Each line below should be repeated exactly as written, with no pictures carried over.

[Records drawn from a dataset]
+++++
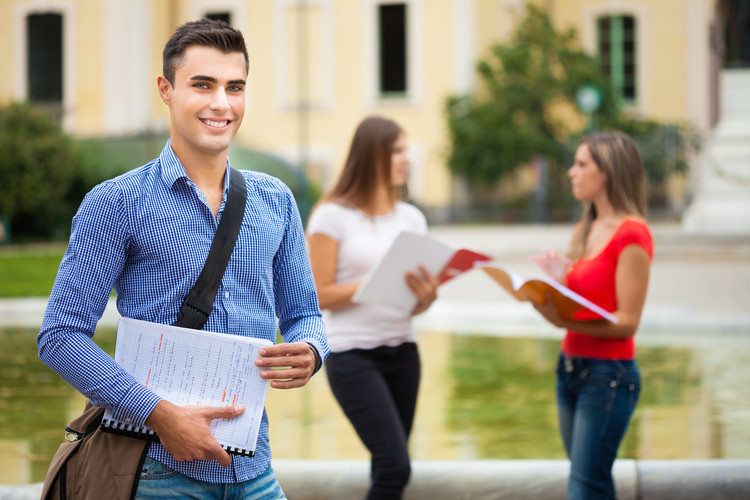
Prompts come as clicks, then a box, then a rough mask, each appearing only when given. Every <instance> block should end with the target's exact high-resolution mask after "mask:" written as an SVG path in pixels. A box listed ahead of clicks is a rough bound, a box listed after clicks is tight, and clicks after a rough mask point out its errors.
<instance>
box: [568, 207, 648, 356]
mask: <svg viewBox="0 0 750 500" xmlns="http://www.w3.org/2000/svg"><path fill="white" fill-rule="evenodd" d="M629 245H638V246H639V247H642V248H643V249H644V250H646V252H647V253H648V256H649V257H650V258H652V259H653V256H654V241H653V238H652V237H651V232H650V231H649V229H648V225H646V223H645V222H643V221H642V220H639V219H635V218H628V219H625V220H624V221H622V223H621V224H620V226H619V227H618V228H617V229H616V230H615V233H614V234H613V235H612V238H611V239H610V240H609V243H607V245H606V246H605V247H604V248H603V249H602V251H601V252H599V253H598V254H597V255H595V256H594V257H592V258H590V259H579V260H577V261H576V262H575V263H573V266H572V267H571V269H570V271H569V272H568V275H567V277H566V278H567V286H568V288H570V289H571V290H573V291H575V292H577V293H579V294H581V295H583V296H584V297H586V298H587V299H589V300H590V301H592V302H594V303H595V304H597V305H599V306H601V307H602V308H604V309H606V310H607V311H610V312H614V311H616V310H617V294H616V289H615V272H616V270H617V261H618V260H619V258H620V253H621V252H622V251H623V250H624V249H625V247H627V246H629ZM596 317H597V316H596V315H595V314H594V313H591V312H590V311H582V312H580V313H578V314H577V315H576V319H593V318H596ZM562 351H563V352H564V353H565V354H567V355H568V356H583V357H586V358H597V359H633V358H635V341H634V339H633V337H630V338H627V339H603V338H598V337H592V336H591V335H586V334H585V333H580V332H575V331H572V330H568V331H567V333H566V334H565V337H564V338H563V341H562Z"/></svg>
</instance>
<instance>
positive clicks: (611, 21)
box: [0, 0, 722, 208]
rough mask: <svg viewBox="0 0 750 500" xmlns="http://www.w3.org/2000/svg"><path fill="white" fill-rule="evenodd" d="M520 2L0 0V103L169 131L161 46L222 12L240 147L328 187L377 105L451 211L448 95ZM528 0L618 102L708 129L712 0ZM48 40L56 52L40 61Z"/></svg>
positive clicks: (424, 196) (86, 120) (414, 1)
mask: <svg viewBox="0 0 750 500" xmlns="http://www.w3.org/2000/svg"><path fill="white" fill-rule="evenodd" d="M524 3H525V2H524V1H522V0H401V1H393V0H2V2H0V23H2V28H3V29H2V30H0V62H1V63H2V67H3V72H4V74H5V76H6V77H5V78H2V79H0V103H7V102H9V101H13V100H26V99H28V100H32V101H34V102H39V103H40V104H42V105H47V106H50V107H51V108H52V109H53V110H55V112H56V113H58V115H59V116H60V119H61V121H62V123H63V125H64V127H65V129H66V130H68V131H69V132H71V133H72V134H74V135H76V136H81V137H90V136H124V135H133V134H144V133H153V132H165V131H166V130H167V127H168V115H167V110H166V108H165V107H164V106H163V104H162V103H161V102H160V100H159V98H158V94H157V92H156V77H157V76H158V75H159V74H160V72H161V49H162V47H163V45H164V43H165V41H166V40H167V38H168V37H169V35H170V34H171V32H172V31H173V30H174V28H175V27H176V26H178V25H179V24H181V23H183V22H185V21H188V20H192V19H196V18H198V17H202V16H206V15H209V16H215V17H220V18H223V19H227V20H229V22H230V23H231V24H232V25H234V26H235V27H237V28H239V29H240V30H241V31H242V32H243V33H244V34H245V37H246V40H247V43H248V50H249V54H250V75H249V86H248V96H247V111H246V115H245V121H244V123H243V125H242V128H241V129H240V132H239V134H238V138H237V141H238V144H241V145H243V146H246V147H249V148H253V149H259V150H263V151H267V152H269V153H272V154H274V155H277V156H280V157H282V158H283V159H285V160H286V161H288V162H289V163H290V164H292V165H294V166H296V168H301V169H303V170H304V172H305V173H306V174H308V175H309V176H310V178H311V179H313V180H314V181H316V182H317V183H319V184H320V186H321V188H322V189H323V190H325V189H327V188H329V187H330V186H331V184H332V183H333V181H334V180H335V178H336V176H337V174H338V171H339V169H340V168H341V166H342V164H343V161H344V156H345V154H346V151H347V147H348V145H349V142H350V140H351V137H352V133H353V130H354V127H355V126H356V124H357V123H358V122H359V120H361V119H362V118H363V117H365V116H366V115H369V114H381V115H385V116H388V117H390V118H393V119H394V120H396V121H397V122H399V123H400V124H401V125H402V126H403V127H404V128H405V130H406V131H407V134H408V137H409V140H410V151H411V156H412V169H411V172H410V188H411V194H412V197H413V199H414V200H415V201H416V202H417V203H418V204H420V205H421V206H423V207H426V208H439V207H446V206H449V205H450V204H452V203H453V202H454V201H455V200H454V199H455V197H456V196H459V194H460V193H459V192H460V190H461V188H460V185H461V183H460V182H459V181H458V180H456V179H454V178H453V176H452V175H451V174H450V172H449V170H448V169H447V168H446V159H447V155H448V148H449V144H448V142H447V130H446V119H445V113H444V103H445V99H446V97H448V96H449V95H451V94H459V93H467V92H472V91H473V90H475V89H476V88H477V86H478V84H479V82H478V78H477V75H476V73H475V71H474V68H475V67H476V64H477V62H478V61H479V60H480V59H482V58H484V57H486V56H487V55H488V53H489V49H490V47H491V46H492V45H493V44H495V43H498V42H503V41H505V40H507V39H508V38H509V37H510V36H511V34H512V32H513V30H514V27H515V26H517V24H518V23H519V22H520V21H521V20H522V18H523V15H524ZM535 3H537V4H539V5H541V6H542V7H544V8H546V9H547V11H548V12H549V13H550V15H551V17H552V20H553V22H554V23H555V25H556V26H557V27H558V28H561V29H563V28H568V27H575V28H576V29H577V30H578V32H579V35H580V41H581V44H582V47H584V48H585V49H586V50H588V51H589V52H591V53H595V54H600V55H602V57H603V58H606V59H607V61H608V64H610V66H609V67H610V70H611V71H612V72H613V73H612V74H613V80H616V81H617V82H619V83H618V85H620V86H621V88H622V91H623V93H624V94H627V95H624V97H623V100H624V102H625V104H626V109H628V111H629V112H631V113H633V114H635V115H638V116H642V117H648V118H654V119H658V120H665V121H689V122H691V123H693V124H694V125H696V126H697V127H698V128H699V129H700V130H702V131H709V130H710V129H711V127H712V126H713V125H714V123H715V122H716V119H717V118H716V113H717V111H716V108H717V99H716V95H715V94H716V88H715V82H716V81H717V78H718V77H717V71H718V68H717V66H716V61H715V55H714V54H713V52H712V43H713V40H712V38H711V37H712V33H713V34H714V35H715V31H716V23H717V9H718V5H719V4H721V3H722V2H721V0H656V1H654V0H546V1H545V0H539V1H536V2H535ZM40 47H41V48H40ZM50 47H53V48H54V47H57V48H58V50H57V51H55V50H52V52H53V54H51V55H50V53H49V49H50ZM51 82H52V83H51ZM230 159H231V156H230ZM457 193H459V194H457Z"/></svg>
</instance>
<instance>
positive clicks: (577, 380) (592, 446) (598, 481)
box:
+++++
* [Response below]:
Prompts come as clicks, then a box, then a rough mask, each appearing only when given. Every <instance> block should end with the target's exact high-resolution mask after "mask:" written as an SVG path in pixels. A box listed ahead of clicks is a rough bound, a box listed after clicks is tight, and clicks after a rough mask point out its errors.
<instance>
box: [568, 207, 648, 356]
mask: <svg viewBox="0 0 750 500" xmlns="http://www.w3.org/2000/svg"><path fill="white" fill-rule="evenodd" d="M629 245H638V246H639V247H642V248H643V249H644V250H646V252H647V253H648V256H649V257H650V258H652V259H653V256H654V241H653V238H652V237H651V232H650V231H649V229H648V225H646V223H645V222H643V221H642V220H639V219H635V218H628V219H625V220H624V221H622V223H621V224H620V226H619V227H618V228H617V229H616V230H615V233H614V234H613V235H612V238H611V239H610V240H609V243H607V245H606V246H605V247H604V248H603V249H602V251H601V252H599V253H598V254H597V255H595V256H594V257H592V258H590V259H579V260H577V261H576V262H575V263H573V266H572V267H571V269H570V271H569V272H568V275H567V277H566V278H567V286H568V288H570V289H571V290H573V291H575V292H577V293H579V294H581V295H583V296H584V297H586V298H587V299H589V300H590V301H592V302H594V303H595V304H597V305H599V306H601V307H602V308H604V309H606V310H607V311H610V312H614V311H616V310H617V294H616V289H615V272H616V270H617V261H618V260H619V258H620V253H621V252H622V251H623V250H624V249H625V247H627V246H629ZM596 317H597V316H596V315H595V314H594V313H591V312H590V311H582V312H580V313H578V314H577V315H576V319H593V318H596ZM562 351H563V352H564V353H565V354H567V355H568V356H583V357H586V358H597V359H633V358H635V341H634V339H633V337H630V338H627V339H603V338H598V337H592V336H591V335H586V334H585V333H580V332H575V331H572V330H568V331H567V333H566V334H565V337H564V338H563V341H562Z"/></svg>
</instance>
<instance>
positive clicks: (611, 21)
box: [0, 0, 722, 208]
rough mask: <svg viewBox="0 0 750 500" xmlns="http://www.w3.org/2000/svg"><path fill="white" fill-rule="evenodd" d="M520 2L0 0V103L169 131L161 46L222 12L240 147L328 187L377 105L451 211L448 95ZM528 0L618 102L708 129L712 0ZM48 40L56 52L40 61Z"/></svg>
positive clicks: (424, 196) (86, 120) (414, 1)
mask: <svg viewBox="0 0 750 500" xmlns="http://www.w3.org/2000/svg"><path fill="white" fill-rule="evenodd" d="M524 3H525V2H524V1H522V0H401V1H393V0H2V2H0V23H2V28H3V29H2V30H0V62H1V63H2V67H3V72H4V74H5V76H6V77H5V78H2V79H0V103H7V102H9V101H13V100H26V99H28V100H32V101H34V102H39V103H40V104H42V105H47V106H50V107H51V108H52V109H53V110H55V112H56V113H58V115H59V116H60V119H61V121H62V123H63V125H64V127H65V129H66V130H68V131H69V132H71V133H72V134H74V135H76V136H81V137H90V136H124V135H133V134H144V133H153V132H165V131H166V130H167V127H168V115H167V110H166V108H165V107H164V106H163V104H162V103H161V102H160V100H159V98H158V94H157V92H156V77H157V76H158V75H159V74H160V72H161V49H162V47H163V45H164V43H165V41H166V40H167V38H168V37H169V35H170V34H171V32H172V31H173V30H174V28H175V27H176V26H178V25H179V24H181V23H183V22H185V21H188V20H192V19H196V18H198V17H202V16H206V15H209V16H215V17H220V18H223V19H227V20H229V22H230V23H231V24H232V25H234V26H235V27H237V28H239V29H240V30H241V31H242V32H243V33H244V34H245V37H246V40H247V43H248V50H249V54H250V75H249V86H248V96H247V111H246V115H245V121H244V123H243V125H242V128H241V129H240V132H239V134H238V138H237V141H238V144H241V145H243V146H246V147H249V148H253V149H259V150H263V151H267V152H269V153H272V154H274V155H277V156H280V157H282V158H283V159H285V160H286V161H288V162H289V163H290V164H292V165H294V166H296V168H301V169H303V170H304V172H305V173H306V174H308V175H309V176H310V178H311V179H313V180H314V181H316V182H317V183H319V184H320V186H321V188H322V189H323V190H325V189H327V188H329V187H330V186H331V184H332V183H333V181H334V180H335V178H336V176H337V174H338V171H339V169H340V168H341V166H342V164H343V161H344V156H345V154H346V151H347V147H348V145H349V142H350V140H351V137H352V133H353V130H354V127H355V126H356V124H357V123H358V122H359V120H361V119H362V118H363V117H365V116H366V115H369V114H381V115H385V116H388V117H390V118H393V119H394V120H396V121H397V122H399V123H400V124H401V125H402V126H403V127H404V128H405V130H406V131H407V134H408V137H409V140H410V151H411V156H412V169H411V172H410V188H411V194H412V197H413V199H414V200H415V201H416V202H417V203H418V204H420V205H421V206H423V207H426V208H439V207H446V206H449V205H450V204H452V203H453V202H454V201H455V200H454V199H455V197H456V196H459V194H460V193H459V192H460V190H461V188H460V185H461V183H460V182H459V181H458V180H456V179H454V178H453V176H452V175H451V174H450V172H449V170H448V169H447V168H446V159H447V155H448V148H449V144H448V142H447V130H446V119H445V113H444V103H445V99H446V97H448V96H449V95H451V94H459V93H467V92H472V91H473V90H475V89H476V88H477V86H478V84H479V82H478V78H477V75H476V73H475V71H474V68H475V67H476V64H477V62H478V61H479V60H480V59H482V58H484V57H486V56H487V55H488V53H489V49H490V47H491V46H492V45H493V44H495V43H498V42H503V41H505V40H507V39H508V38H509V37H510V36H511V34H512V32H513V30H514V27H515V26H517V24H518V23H519V22H520V21H521V20H522V18H523V15H524ZM535 3H537V4H539V5H541V6H542V7H544V8H546V9H547V11H548V12H549V13H550V15H551V17H552V20H553V22H554V23H555V25H556V26H557V27H558V28H561V29H563V28H568V27H575V28H576V29H577V30H578V32H579V35H580V41H581V44H582V47H584V48H585V49H586V50H588V51H589V52H591V53H595V54H600V55H602V57H603V58H606V59H607V61H608V64H610V66H609V67H610V70H611V71H612V72H613V73H612V74H613V80H616V81H617V82H619V83H618V85H620V86H621V88H622V91H623V93H624V94H627V95H624V97H623V100H624V102H625V104H626V109H628V111H629V112H631V113H633V114H635V115H638V116H642V117H648V118H654V119H658V120H665V121H689V122H691V123H693V124H694V125H696V126H697V127H698V128H699V129H700V130H702V131H709V130H710V129H711V127H712V126H713V125H714V123H715V122H716V119H717V118H716V113H717V111H716V108H717V99H716V95H715V94H716V88H715V82H716V81H717V78H718V77H717V71H718V68H717V66H716V61H715V55H714V54H713V52H712V43H713V40H712V38H711V37H712V33H713V34H714V35H715V31H716V23H717V9H718V5H719V4H721V3H722V2H721V0H656V1H654V0H546V1H545V0H539V1H536V2H535ZM40 47H41V48H40ZM50 47H53V48H54V47H57V48H58V50H57V51H55V50H52V52H53V54H51V55H50V53H49V49H50ZM51 82H52V83H51ZM230 159H231V156H230ZM457 193H459V194H457Z"/></svg>
</instance>
<instance>
positive clicks: (577, 380) (592, 446) (598, 481)
box:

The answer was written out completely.